* **Labeled-object pointing records**

....

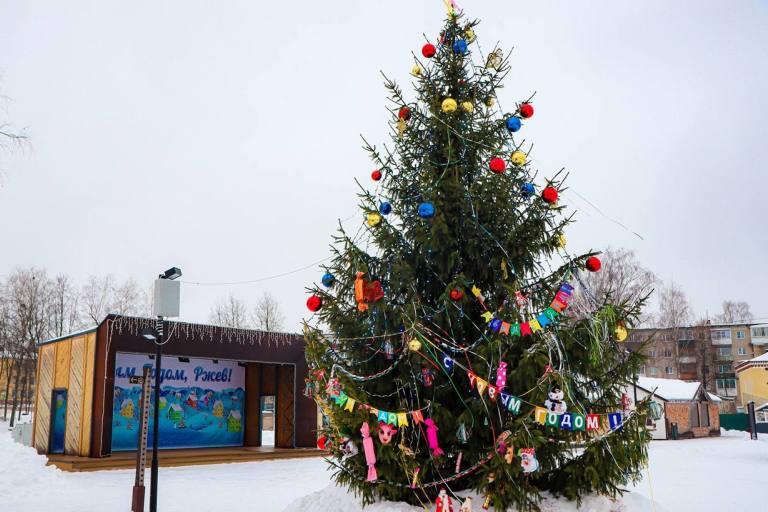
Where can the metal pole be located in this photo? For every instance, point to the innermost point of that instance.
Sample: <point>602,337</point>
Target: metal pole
<point>156,420</point>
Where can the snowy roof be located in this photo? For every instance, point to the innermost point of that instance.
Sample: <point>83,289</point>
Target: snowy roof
<point>669,389</point>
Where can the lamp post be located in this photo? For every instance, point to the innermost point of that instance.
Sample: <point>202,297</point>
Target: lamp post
<point>165,304</point>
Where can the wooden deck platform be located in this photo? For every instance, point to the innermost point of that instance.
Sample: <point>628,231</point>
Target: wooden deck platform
<point>183,457</point>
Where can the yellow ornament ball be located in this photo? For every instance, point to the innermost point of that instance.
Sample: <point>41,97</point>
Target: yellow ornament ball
<point>518,158</point>
<point>449,105</point>
<point>373,219</point>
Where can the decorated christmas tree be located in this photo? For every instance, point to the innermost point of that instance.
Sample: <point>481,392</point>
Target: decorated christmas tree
<point>442,348</point>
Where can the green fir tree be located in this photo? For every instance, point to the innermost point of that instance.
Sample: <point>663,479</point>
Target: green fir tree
<point>459,271</point>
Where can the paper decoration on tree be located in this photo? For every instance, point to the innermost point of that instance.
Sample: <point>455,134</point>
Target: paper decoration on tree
<point>528,460</point>
<point>367,292</point>
<point>555,401</point>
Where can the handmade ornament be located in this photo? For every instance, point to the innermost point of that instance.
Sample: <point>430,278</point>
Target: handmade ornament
<point>497,165</point>
<point>443,503</point>
<point>460,47</point>
<point>555,401</point>
<point>314,303</point>
<point>520,300</point>
<point>386,432</point>
<point>494,60</point>
<point>427,377</point>
<point>388,349</point>
<point>426,210</point>
<point>528,460</point>
<point>528,189</point>
<point>449,105</point>
<point>620,332</point>
<point>518,158</point>
<point>549,194</point>
<point>348,447</point>
<point>432,438</point>
<point>373,219</point>
<point>328,279</point>
<point>526,110</point>
<point>501,376</point>
<point>593,264</point>
<point>370,452</point>
<point>513,124</point>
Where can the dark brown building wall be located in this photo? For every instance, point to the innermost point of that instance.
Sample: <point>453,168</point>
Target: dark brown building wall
<point>121,334</point>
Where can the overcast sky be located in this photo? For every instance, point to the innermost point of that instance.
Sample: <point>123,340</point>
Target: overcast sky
<point>223,137</point>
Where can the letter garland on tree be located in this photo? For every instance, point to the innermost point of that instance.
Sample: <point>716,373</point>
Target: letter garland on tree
<point>462,215</point>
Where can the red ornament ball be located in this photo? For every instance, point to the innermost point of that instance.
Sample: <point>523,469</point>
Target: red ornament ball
<point>526,110</point>
<point>497,165</point>
<point>593,264</point>
<point>549,194</point>
<point>314,303</point>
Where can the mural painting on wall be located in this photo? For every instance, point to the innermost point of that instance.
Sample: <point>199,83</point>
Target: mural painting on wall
<point>201,402</point>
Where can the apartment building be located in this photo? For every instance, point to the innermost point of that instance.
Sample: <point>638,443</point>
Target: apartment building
<point>706,353</point>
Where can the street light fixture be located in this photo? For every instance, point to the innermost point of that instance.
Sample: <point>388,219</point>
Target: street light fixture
<point>165,304</point>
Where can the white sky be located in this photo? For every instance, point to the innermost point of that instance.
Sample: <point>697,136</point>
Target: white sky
<point>224,138</point>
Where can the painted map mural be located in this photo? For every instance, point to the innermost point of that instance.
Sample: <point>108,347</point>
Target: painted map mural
<point>201,402</point>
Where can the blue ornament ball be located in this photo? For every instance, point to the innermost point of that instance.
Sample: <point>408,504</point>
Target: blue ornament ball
<point>528,189</point>
<point>513,124</point>
<point>328,279</point>
<point>460,46</point>
<point>426,210</point>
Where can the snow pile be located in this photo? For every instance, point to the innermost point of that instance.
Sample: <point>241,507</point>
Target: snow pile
<point>21,466</point>
<point>339,500</point>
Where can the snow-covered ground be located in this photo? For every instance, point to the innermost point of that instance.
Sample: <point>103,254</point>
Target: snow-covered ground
<point>713,474</point>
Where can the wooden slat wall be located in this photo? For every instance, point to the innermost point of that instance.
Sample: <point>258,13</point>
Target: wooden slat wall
<point>285,404</point>
<point>74,396</point>
<point>90,358</point>
<point>46,364</point>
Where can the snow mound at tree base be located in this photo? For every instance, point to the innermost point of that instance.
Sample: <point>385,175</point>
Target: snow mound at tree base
<point>340,500</point>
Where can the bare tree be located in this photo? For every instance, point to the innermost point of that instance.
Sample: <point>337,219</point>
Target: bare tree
<point>267,315</point>
<point>622,278</point>
<point>230,312</point>
<point>63,306</point>
<point>96,297</point>
<point>674,308</point>
<point>734,311</point>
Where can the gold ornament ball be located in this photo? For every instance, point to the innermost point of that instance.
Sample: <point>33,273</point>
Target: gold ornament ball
<point>414,345</point>
<point>449,105</point>
<point>373,219</point>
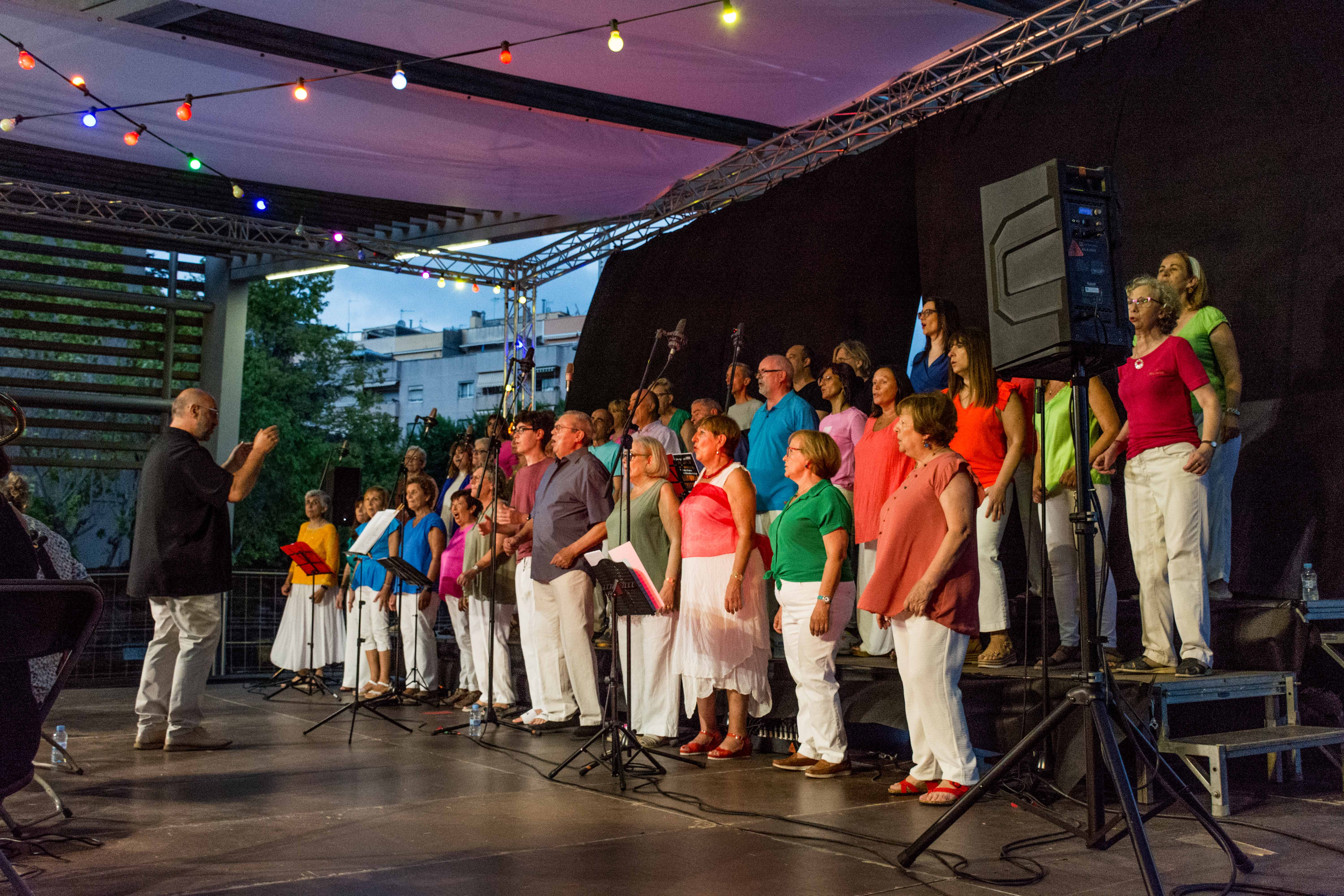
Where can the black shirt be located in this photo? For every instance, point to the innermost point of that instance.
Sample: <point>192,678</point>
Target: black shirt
<point>182,541</point>
<point>812,396</point>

....

* **Objective**
Put the records above, from the line with "Where can the snowy" to the line with "<point>183,457</point>", into a Markdown table with columns headed Row and Line, numbering each row and leaving out any blank lines.

* **Task response**
| Row | Line |
|---|---|
| 1 | Where can the snowy roof be located in this photo? For every instance, point to the innermost point of that instance. |
| 2 | Sample: <point>83,289</point> |
| 3 | Target: snowy roof |
| 4 | <point>669,389</point> |
| 5 | Where can the lamp post be located in this photo? For every instance, point to the innermost point of that instance. |
| 6 | Sample: <point>202,297</point> |
| 7 | Target: lamp post |
| 8 | <point>165,304</point> |
| 9 | Where can the wooden deck platform be located in this photo? For every instance, point to the innermost point of that instance. |
| 10 | Sample: <point>628,231</point> |
| 11 | Target: wooden deck platform |
| 12 | <point>183,457</point> |